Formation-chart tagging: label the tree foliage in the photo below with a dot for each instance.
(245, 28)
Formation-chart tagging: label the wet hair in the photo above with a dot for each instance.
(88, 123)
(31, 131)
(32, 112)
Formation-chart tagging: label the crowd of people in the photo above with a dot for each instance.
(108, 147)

...

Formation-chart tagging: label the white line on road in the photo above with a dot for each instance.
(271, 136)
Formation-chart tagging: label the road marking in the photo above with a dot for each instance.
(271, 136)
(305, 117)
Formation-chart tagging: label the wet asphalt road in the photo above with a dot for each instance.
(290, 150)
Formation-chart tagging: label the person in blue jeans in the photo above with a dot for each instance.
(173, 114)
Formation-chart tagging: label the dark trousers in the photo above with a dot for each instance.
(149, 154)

■ **TASK DETAILS**
State how many lines of the items above contain the string "road", treating uppercase and lowercase as different, and reply with the number alone.

■ **FULL RESPONSE**
3